## List of tasks
(1) Please answer these questions about the Euler puzzle text:
(a) What prime factorization of 25725 does it give?
(b) Modulo which three numbers must the congruency hold?
(c) What is the answer to the puzzle?
(2) Copy the Euler puzzle text from "If 7 does not" to "its messy numbers.", replacing "Corollary" with "Lemma".
(3) Does each statement agree with the Euler puzzle text? Answer yes or no, and quote the words that settle it.
(a) The case 343 is the one examined in detail.
(b) The congruency is claimed only for odd positive integers $a$.
(c) Proving the Corollary is said to be harder than dealing with the special case directly.

──────── Text block

Euler gone wild, again

We will show that this congruency holds for all positive integers $a$ , so that the answer to our puzzle here is $\boxed{1000}.$

We have the prime factorization $n=25725=3\times{5^2}\times7^3=3\times{25}\times{343}$ . The given congruency holds modulo 25725 if (and only if) it holds modulo 3, 25, and 343. We will examine the case 343; the other two cases are analogous.

If 7 does not divide $a$ , then Euler's theorem gives $a^{\phi(343)}=a^{294}\equiv1 \pmod{343}$ so $a^{11760}=a^{294\times40}\equiv1$ and $a^{11763}\equiv{a^3}\pmod{343}$ as claimed. If 7 divides $a$ , then $7^3=343$ will divide $a^3$ , so that $a^{11763}\equiv{0}$ $\equiv{a^3}\pmod{343}.$

Or we can use this Corollary to Euler's Theorem. As it often happens in Math, it is easier to prove the Corollary and apply it to this special case than to deal with the special case with all its messy numbers.

────────────────
──────── Dataset content

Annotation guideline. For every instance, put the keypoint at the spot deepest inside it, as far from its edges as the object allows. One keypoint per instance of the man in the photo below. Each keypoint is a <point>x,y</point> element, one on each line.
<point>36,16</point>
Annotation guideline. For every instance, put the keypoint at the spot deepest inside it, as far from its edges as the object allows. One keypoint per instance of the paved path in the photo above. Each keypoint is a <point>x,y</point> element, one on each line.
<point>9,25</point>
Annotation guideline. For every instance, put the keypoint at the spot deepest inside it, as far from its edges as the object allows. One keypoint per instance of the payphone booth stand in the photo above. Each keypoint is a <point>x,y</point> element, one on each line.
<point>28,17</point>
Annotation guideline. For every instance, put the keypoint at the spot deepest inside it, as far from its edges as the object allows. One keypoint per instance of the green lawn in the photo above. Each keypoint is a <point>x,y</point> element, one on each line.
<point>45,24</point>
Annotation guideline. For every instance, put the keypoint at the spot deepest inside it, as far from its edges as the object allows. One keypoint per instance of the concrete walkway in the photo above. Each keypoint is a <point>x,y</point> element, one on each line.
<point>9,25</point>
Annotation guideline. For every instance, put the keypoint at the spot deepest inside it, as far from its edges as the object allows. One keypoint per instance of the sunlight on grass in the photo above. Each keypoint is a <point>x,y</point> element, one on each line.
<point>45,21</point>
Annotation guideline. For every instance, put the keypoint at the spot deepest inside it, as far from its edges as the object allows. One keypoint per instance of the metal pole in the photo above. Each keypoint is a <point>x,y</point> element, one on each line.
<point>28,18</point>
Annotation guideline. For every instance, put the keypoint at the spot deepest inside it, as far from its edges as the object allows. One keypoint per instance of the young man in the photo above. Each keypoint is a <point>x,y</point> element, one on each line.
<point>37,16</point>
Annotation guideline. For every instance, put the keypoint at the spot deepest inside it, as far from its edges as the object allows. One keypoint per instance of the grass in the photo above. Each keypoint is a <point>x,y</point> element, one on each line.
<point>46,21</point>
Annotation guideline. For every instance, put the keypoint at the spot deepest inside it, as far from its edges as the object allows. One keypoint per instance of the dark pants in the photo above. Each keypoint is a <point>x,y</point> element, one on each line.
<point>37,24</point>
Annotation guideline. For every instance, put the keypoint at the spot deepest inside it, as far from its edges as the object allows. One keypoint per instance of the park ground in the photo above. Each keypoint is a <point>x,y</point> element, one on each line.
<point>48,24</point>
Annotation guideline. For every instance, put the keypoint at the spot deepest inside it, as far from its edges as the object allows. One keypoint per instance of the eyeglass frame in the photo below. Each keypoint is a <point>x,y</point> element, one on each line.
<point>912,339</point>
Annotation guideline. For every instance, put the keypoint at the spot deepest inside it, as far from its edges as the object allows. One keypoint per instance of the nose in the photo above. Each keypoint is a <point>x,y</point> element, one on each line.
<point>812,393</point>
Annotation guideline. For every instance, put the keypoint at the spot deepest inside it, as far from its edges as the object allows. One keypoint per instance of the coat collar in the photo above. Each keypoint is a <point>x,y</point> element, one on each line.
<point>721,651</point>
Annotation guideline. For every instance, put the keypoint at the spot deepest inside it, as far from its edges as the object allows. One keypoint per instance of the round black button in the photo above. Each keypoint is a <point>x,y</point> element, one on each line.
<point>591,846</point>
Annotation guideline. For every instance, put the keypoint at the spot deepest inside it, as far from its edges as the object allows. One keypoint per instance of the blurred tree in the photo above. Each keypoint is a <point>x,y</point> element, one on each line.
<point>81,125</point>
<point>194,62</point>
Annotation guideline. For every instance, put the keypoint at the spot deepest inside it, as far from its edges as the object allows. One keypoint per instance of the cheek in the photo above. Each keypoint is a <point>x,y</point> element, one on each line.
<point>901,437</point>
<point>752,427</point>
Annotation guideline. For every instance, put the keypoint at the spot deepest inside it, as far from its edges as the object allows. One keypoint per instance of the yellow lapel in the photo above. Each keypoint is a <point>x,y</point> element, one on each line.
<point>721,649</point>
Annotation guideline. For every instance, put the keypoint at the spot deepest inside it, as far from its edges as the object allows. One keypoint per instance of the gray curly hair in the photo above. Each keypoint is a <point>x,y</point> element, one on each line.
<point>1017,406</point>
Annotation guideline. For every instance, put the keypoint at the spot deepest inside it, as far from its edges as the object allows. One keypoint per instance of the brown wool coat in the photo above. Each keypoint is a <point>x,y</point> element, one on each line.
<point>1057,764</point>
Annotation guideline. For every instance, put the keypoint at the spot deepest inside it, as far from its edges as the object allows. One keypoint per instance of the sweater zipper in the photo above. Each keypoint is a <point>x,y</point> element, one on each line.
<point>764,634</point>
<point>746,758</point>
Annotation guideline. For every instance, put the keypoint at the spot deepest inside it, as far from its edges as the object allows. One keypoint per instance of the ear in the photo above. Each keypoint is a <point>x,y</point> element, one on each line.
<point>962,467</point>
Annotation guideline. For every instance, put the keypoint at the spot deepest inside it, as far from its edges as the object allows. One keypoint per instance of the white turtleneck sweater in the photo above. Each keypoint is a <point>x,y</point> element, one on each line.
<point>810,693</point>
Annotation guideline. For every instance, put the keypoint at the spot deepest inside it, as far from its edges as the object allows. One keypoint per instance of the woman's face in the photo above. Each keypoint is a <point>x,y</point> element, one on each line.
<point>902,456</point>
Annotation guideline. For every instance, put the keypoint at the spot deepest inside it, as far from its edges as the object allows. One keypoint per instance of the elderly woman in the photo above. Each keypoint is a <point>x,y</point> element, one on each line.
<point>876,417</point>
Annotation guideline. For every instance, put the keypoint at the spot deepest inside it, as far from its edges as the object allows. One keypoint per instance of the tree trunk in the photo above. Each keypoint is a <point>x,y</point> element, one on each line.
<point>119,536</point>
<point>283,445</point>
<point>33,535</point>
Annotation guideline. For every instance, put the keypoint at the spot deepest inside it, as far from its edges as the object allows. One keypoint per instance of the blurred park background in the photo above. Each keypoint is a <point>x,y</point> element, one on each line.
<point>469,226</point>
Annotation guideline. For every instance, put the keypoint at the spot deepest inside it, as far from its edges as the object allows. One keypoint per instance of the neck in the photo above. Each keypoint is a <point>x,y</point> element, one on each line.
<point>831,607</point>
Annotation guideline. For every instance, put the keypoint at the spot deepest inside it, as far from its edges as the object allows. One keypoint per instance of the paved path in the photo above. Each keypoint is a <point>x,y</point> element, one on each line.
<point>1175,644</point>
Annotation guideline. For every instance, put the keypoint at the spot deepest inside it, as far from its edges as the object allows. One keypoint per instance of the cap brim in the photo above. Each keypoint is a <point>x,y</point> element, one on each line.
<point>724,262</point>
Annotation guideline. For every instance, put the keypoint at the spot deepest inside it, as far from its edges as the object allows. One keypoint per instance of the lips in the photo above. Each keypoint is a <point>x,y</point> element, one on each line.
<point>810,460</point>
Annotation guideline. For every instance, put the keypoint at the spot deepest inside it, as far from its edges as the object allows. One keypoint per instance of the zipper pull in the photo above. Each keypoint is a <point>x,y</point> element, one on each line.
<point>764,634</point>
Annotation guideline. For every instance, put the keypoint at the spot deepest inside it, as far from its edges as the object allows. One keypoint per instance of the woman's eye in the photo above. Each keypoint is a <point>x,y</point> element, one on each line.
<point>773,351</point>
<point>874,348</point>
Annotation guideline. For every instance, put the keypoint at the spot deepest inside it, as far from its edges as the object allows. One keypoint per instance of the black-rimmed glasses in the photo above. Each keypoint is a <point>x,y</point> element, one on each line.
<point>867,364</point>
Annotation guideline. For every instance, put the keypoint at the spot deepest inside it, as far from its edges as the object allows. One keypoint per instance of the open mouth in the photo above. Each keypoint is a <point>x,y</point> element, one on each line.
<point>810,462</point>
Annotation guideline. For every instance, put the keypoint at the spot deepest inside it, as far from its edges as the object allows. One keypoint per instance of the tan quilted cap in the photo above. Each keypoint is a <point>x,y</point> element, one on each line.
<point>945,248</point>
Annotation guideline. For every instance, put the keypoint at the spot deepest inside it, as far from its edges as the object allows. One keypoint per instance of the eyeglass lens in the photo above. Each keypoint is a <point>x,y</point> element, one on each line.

────────────────

## Responses per task
(1)
(a) 3 × 5² × 7³, that is, 3 × 25 × 343
(b) 3, 25, and 343
(c) 1000

(2)
If 7 does not divide $a$ , then Euler's theorem gives $a^{\phi(343)}=a^{294}\equiv1 \pmod{343}$ so $a^{11760}=a^{294\times40}\equiv1$ and $a^{11763}\equiv{a^3}\pmod{343}$ as claimed. If 7 divides $a$ , then $7^3=343$ will divide $a^3$ , so that $a^{11763}\equiv{0}$ $\equiv{a^3}\pmod{343}.$

Or we can use this Lemma to Euler's Theorem. As it often happens in Math, it is easier to prove the Lemma and apply it to this special case than to deal with the special case with all its messy numbers.

(3)
(a) Yes: "We will examine the case 343; the other two cases are analogous."
(b) No: "We will show that this congruency holds for all positive integers $a$"
(c) No: "it is easier to prove the Corollary and apply it to this special case than to deal with the special case with all its messy numbers."